§ Task requirements:
1) Answer these from the auditors' report excerpt:
(a) What two things does the auditor consider in planning the scope of the audit work?
(b) For what year-end are the key audit matters determined?
(c) Under which section of the Act was the Companies (Auditors' Report) Order, 2020 issued?
2) Pick up the auditors' report excerpt after its final sentence and keep writing it in the same style.

— START OF Document text —

Materiality is the magnitude of misstatements in the standalone financial statements that, individually or in aggregate, makes
it probable that the economic decisions of a reasonably knowledgeable user of the standalone financial statements may be
influenced. We consider quantitative materiality and qualitative factors in (i) planning the scope of our audit work and in evaluating
the results of our work; and (ii) to evaluate the effect of any identified misstatements in the standalone financial statements.

We communicate with those charged with governance regarding, among other matters, the planned scope and timing of the audit
and significant audit findings, including any significant deficiencies in internal control that we identify during our audit.

We also provide those charged with governance with a statement that we have complied with relevant ethical requirements
regarding independence, and to communicate with them all relationships and other matters that may reasonably be thought to
bear on our independence, and where applicable, related safeguards.

From the matters communicated with those charged with governance, we determine those matters that were of most significance
in the audit of the Standalone financial statements for the year ended March 31, 2025 and are therefore the key audit matters.
We describe these matters in our auditors' report unless law or regulation precludes public disclosure about the matter or when,
in extremely rare circumstances, we determine that a matter should not be communicated in our report because the adverse
consequences of doing so would reasonably be expected to outweigh the public interest benefits of such communication.

Report on Other Legal and Regulatory Requirements

1. As required by the Companies (Auditors' Report) Order, 2020 (“the Order”) issued by the Central Government in terms of
section 143 (11) of the Act, we give in the
“Annexure A” a statement on the matters specified in paragraphs 3 and 4 of the
Order, to the extent applicable..

— END OF Document text —
— START OF Data —

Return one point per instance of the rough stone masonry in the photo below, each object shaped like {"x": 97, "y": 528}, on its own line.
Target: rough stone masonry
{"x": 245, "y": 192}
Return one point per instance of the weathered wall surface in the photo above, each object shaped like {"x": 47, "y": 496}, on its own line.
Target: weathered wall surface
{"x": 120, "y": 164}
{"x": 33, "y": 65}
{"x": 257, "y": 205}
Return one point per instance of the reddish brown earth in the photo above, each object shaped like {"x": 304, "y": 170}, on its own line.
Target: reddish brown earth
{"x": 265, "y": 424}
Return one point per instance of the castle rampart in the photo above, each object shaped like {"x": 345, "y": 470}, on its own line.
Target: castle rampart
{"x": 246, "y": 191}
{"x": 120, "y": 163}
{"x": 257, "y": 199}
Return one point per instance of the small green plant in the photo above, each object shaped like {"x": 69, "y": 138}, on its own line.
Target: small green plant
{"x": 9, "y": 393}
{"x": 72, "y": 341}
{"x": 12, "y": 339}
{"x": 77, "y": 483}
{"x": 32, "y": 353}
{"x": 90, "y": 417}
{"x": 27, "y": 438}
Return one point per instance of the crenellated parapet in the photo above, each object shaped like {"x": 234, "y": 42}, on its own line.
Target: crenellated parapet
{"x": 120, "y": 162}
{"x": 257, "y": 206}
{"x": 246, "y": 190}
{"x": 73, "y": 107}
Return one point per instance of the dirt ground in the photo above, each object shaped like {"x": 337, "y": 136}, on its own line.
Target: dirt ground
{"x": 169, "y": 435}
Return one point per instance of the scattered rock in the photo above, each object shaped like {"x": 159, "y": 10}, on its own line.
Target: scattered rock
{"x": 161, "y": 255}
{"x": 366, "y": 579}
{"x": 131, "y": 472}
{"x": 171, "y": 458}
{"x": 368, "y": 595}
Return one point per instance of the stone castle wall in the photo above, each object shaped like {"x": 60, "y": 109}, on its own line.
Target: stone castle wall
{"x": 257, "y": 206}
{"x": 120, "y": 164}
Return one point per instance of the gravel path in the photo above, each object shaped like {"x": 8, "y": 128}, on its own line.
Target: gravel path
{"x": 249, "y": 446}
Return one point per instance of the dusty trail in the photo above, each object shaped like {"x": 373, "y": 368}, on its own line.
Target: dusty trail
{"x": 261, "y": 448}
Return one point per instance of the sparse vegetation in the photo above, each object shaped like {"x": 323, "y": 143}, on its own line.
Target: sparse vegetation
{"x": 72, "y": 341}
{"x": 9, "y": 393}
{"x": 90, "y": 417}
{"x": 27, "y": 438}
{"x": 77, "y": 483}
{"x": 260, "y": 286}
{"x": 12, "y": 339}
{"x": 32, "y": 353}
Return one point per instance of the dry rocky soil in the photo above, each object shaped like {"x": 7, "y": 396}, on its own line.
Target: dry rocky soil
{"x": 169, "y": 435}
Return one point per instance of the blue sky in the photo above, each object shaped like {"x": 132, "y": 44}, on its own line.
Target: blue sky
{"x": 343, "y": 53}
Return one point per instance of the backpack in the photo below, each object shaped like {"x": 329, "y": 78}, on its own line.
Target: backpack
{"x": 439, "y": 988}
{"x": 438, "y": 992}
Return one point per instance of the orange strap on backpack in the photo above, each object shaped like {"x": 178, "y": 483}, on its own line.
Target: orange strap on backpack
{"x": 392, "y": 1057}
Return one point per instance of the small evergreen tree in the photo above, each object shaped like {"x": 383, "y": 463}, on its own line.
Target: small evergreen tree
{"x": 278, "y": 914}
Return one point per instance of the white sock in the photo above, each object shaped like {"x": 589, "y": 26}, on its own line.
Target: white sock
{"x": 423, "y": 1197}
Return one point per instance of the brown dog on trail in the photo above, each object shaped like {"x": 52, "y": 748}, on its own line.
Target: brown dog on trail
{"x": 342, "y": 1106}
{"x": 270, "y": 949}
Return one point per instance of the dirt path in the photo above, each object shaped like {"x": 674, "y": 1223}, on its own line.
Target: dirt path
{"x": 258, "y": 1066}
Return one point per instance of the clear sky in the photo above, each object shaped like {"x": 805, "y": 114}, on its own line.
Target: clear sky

— END OF Data —

§ Answers by task:
1)
(a) Quantitative materiality and qualitative factors.
(b) The year ended March 31, 2025.
(c) Section 143 (11).

2)
2. As required by Section 143(3) of the Act, we report that:

a) We have sought and obtained all the information and explanations which to the best of our knowledge and belief were
necessary for the purposes of our audit;

b) In our opinion, proper books of account as required by law have been kept by the Company so far as it appears from
our examination of those books;

c) The Standalone Balance Sheet, the Standalone Statement of Profit and Loss (including Other Comprehensive
Income), the Standalone Cash Flow Statement and the Standalone Statement of Changes in Equity dealt with by this
Report are in agreement with the books of account;

d) In our opinion, the aforesaid Standalone financial statements comply with the Indian Accounting Standards specified
under Section 133 of the Act, read with Rule 7 of the Companies (Accounts) Rules, 2014;

e) On the basis of the written representations received from the directors as on March 31, 2025 taken on record by the
Board of Directors, none of the directors are disqualified as on March 31, 2025 from being appointed as a director in
terms of Section 164(2) of the Act.

f) With respect to the adequacy of the internal financial controls with reference to financial statements of the Company
and the operating effectiveness of such controls, refer to our separate Report in
“Annexure B”.

g) With respect to the other matters to be included in the Auditor's Report in accordance with the requirements of section
197(16) of the Act, as amended: In our opinion and to the best of our information and according to the explanations
given to us, the remuneration paid by the Company to its directors during the year is in accordance with the provisions
of section 197 of the Act.

h) With respect to the other matters to be included in the Auditor's Report in accordance with Rule 11 of the Companies
(Audit and Auditors) Rules, 2014, in our opinion and to the best of our information and according to the explanations
given to us:

i. The Company has disclosed the impact of pending litigations on its financial position in its standalone financial
statements - Refer Note 44 on Contingent Liabilities to the standalone financial statements.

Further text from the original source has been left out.